**What to do**
Read through the records below and copy each line that uses the word "hanging".

--- Data for this task ---

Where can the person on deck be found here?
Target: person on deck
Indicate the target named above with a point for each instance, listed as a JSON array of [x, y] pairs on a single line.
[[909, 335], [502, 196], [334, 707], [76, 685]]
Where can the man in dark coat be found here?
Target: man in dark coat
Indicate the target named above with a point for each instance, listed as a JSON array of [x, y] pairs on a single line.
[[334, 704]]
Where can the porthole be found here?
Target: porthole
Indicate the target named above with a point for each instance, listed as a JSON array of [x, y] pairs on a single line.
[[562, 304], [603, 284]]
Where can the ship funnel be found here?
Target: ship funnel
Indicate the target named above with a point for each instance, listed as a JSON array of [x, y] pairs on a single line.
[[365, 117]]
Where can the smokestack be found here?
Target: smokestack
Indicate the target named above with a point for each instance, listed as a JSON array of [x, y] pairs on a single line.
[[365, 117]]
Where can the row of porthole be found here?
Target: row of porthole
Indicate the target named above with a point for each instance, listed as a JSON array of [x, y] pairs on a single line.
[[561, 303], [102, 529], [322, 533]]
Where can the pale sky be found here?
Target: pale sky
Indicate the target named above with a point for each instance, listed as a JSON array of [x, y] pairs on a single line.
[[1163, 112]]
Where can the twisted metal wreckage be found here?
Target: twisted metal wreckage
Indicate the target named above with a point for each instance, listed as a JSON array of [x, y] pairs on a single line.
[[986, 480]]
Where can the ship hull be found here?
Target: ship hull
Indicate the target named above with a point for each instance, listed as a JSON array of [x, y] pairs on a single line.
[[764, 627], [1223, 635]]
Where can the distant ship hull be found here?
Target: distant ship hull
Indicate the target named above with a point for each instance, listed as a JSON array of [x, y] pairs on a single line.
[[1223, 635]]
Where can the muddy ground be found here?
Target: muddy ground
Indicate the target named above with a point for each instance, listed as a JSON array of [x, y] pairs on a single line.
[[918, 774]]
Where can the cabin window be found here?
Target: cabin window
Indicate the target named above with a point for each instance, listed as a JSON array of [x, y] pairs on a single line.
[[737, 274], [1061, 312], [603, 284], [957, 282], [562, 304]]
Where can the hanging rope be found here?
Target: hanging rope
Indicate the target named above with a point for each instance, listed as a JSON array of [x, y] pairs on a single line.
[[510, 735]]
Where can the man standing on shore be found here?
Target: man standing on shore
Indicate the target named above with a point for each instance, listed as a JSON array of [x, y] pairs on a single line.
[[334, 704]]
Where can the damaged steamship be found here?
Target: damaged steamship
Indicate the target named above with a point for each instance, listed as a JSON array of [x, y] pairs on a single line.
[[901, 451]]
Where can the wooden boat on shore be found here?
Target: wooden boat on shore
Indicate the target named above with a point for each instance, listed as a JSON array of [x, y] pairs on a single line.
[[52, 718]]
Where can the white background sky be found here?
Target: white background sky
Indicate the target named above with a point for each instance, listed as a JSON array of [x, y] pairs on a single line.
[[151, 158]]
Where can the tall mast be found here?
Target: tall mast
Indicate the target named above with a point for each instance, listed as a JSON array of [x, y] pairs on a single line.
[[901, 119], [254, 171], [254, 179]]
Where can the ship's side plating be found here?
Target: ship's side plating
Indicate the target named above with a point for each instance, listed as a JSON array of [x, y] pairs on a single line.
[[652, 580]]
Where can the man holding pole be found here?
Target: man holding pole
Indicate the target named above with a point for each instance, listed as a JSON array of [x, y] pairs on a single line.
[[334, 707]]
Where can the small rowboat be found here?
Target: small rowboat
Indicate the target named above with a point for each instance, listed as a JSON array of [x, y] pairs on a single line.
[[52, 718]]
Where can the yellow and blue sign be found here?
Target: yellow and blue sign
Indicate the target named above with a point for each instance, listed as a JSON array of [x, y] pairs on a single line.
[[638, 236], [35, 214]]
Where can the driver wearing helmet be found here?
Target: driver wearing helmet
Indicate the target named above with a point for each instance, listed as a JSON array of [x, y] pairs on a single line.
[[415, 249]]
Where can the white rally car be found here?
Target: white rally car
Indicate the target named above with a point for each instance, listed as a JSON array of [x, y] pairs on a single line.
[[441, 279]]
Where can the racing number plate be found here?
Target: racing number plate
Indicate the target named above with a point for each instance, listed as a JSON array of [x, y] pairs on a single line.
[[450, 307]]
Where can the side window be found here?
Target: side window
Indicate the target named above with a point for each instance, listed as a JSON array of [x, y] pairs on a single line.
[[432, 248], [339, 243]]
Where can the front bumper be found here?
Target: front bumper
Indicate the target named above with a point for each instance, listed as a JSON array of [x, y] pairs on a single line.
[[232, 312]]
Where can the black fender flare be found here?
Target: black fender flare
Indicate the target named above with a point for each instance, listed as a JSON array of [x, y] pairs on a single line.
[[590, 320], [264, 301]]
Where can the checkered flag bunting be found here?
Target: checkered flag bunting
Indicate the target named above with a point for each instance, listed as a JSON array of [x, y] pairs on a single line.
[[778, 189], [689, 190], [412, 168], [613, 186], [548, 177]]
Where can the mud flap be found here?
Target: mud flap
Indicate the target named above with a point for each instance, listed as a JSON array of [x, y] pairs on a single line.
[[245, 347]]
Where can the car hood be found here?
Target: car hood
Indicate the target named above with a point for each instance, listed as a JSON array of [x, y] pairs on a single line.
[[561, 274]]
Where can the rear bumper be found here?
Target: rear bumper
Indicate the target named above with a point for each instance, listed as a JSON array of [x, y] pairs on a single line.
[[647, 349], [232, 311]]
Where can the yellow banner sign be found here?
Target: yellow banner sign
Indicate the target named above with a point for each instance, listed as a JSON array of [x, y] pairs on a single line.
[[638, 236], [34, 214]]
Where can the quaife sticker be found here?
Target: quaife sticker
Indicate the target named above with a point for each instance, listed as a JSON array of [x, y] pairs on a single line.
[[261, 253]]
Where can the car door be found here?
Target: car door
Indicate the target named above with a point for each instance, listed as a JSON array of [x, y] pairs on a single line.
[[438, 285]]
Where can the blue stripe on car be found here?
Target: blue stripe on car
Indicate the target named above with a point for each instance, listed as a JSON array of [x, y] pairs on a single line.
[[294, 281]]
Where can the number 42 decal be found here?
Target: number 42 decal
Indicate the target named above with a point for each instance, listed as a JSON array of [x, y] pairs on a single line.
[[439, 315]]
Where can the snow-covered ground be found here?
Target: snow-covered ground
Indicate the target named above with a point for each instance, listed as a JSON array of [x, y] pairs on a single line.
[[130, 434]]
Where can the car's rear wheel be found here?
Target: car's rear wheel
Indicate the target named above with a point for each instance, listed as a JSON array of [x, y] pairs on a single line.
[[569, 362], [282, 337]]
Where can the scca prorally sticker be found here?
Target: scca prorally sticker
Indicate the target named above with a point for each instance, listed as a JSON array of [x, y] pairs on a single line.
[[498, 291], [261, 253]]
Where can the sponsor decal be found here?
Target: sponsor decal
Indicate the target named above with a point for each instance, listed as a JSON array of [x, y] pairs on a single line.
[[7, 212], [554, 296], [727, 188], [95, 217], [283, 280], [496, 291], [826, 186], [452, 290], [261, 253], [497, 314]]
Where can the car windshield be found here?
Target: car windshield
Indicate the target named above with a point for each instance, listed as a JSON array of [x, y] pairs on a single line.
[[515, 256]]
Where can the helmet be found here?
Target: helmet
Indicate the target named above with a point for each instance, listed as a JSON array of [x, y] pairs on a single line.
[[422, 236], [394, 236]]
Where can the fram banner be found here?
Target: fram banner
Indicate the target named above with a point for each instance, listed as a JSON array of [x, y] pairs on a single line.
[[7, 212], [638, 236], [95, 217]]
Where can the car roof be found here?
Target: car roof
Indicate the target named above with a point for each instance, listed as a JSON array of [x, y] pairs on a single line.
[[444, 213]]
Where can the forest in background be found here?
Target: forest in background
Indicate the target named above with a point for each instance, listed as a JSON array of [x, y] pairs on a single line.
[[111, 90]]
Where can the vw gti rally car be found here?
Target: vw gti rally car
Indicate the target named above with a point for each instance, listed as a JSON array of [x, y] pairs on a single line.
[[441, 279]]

---

**The answer**
Where can the hanging rope be found here?
Target: hanging rope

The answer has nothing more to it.